-- DATA SUPPLIED start --

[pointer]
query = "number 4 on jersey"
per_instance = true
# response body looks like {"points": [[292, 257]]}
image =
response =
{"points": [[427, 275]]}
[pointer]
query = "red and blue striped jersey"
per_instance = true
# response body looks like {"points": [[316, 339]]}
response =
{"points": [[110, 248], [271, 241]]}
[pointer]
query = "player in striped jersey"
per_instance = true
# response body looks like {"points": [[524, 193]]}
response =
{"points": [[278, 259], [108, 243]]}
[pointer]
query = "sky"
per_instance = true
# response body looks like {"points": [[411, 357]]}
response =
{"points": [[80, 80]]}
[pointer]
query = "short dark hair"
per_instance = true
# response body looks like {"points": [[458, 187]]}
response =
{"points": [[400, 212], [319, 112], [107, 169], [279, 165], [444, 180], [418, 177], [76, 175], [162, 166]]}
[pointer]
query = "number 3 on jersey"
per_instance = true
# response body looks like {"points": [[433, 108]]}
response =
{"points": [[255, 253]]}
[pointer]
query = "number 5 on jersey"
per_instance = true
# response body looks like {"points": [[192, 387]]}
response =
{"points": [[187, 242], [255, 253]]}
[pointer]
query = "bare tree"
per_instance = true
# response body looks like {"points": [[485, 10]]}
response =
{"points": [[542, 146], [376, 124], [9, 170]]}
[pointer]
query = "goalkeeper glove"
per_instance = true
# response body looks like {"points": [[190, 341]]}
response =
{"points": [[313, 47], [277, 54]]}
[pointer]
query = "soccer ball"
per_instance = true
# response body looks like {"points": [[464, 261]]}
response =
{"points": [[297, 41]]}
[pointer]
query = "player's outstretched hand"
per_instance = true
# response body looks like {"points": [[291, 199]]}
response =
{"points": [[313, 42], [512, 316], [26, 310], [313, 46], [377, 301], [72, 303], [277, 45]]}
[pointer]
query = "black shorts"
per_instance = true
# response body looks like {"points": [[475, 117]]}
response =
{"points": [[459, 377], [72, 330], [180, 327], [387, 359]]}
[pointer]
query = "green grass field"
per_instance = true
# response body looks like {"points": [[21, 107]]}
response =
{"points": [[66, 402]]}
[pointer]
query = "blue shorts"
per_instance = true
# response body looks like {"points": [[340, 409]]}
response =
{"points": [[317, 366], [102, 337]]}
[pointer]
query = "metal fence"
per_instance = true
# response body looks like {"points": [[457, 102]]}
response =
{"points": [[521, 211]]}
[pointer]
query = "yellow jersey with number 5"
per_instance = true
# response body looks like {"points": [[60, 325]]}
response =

-- DATA SUPPLIED end --

From the preceding material, extract every line exactly.

[pointer]
query = "number 4 on jersey"
per_instance = true
# response body looks like {"points": [[292, 257]]}
image =
response =
{"points": [[427, 275]]}
[pointer]
query = "red and blue striped jersey"
per_instance = true
# response body looks like {"points": [[316, 339]]}
response =
{"points": [[110, 248], [271, 241]]}
[pointer]
query = "player in striped jersey"
per_instance = true
# response body looks like {"points": [[524, 193]]}
response =
{"points": [[278, 259], [108, 243]]}
[pointer]
query = "sky"
per_instance = true
# response body looks like {"points": [[411, 357]]}
response =
{"points": [[80, 80]]}
[pointer]
query = "short dark hair"
per_instance = true
# response body looks like {"points": [[458, 187]]}
response =
{"points": [[400, 212], [319, 112], [107, 169], [279, 165], [444, 180], [418, 177], [76, 175], [162, 166]]}
[pointer]
query = "number 3 on jersey"
per_instance = true
# response body looks like {"points": [[433, 108]]}
response =
{"points": [[255, 253]]}
[pointer]
query = "number 5 on jersey"
per_instance = true
# response body looks like {"points": [[192, 387]]}
response =
{"points": [[187, 242], [255, 253]]}
[pointer]
query = "bare tree"
per_instance = true
# response body looks like {"points": [[485, 10]]}
response =
{"points": [[542, 146], [376, 124], [9, 170]]}
[pointer]
query = "goalkeeper glove"
per_instance = true
# response body looks like {"points": [[190, 341]]}
response =
{"points": [[313, 47], [277, 54]]}
[pointer]
query = "soccer ball"
per_instance = true
# response body looks like {"points": [[464, 261]]}
response =
{"points": [[297, 41]]}
[pointer]
query = "player's outstretched hand"
per_instance = true
# response body looks like {"points": [[291, 199]]}
response =
{"points": [[313, 42], [512, 316], [26, 310], [313, 46], [377, 301], [72, 303], [277, 45]]}
[pointer]
query = "black shorts"
per_instance = true
# response body looks like {"points": [[475, 117]]}
response =
{"points": [[459, 377], [72, 330], [180, 327], [387, 359]]}
[pointer]
query = "green grass field"
per_instance = true
# response body looks like {"points": [[21, 107]]}
response =
{"points": [[66, 402]]}
[pointer]
query = "blue shorts"
per_instance = true
# response body looks like {"points": [[340, 409]]}
response =
{"points": [[317, 366], [102, 337]]}
[pointer]
query = "metal fence"
per_instance = true
# response body looks like {"points": [[457, 102]]}
response =
{"points": [[521, 211]]}
[pointer]
query = "yellow jersey with number 5"
per_instance = true
# response body looks like {"points": [[60, 325]]}
response =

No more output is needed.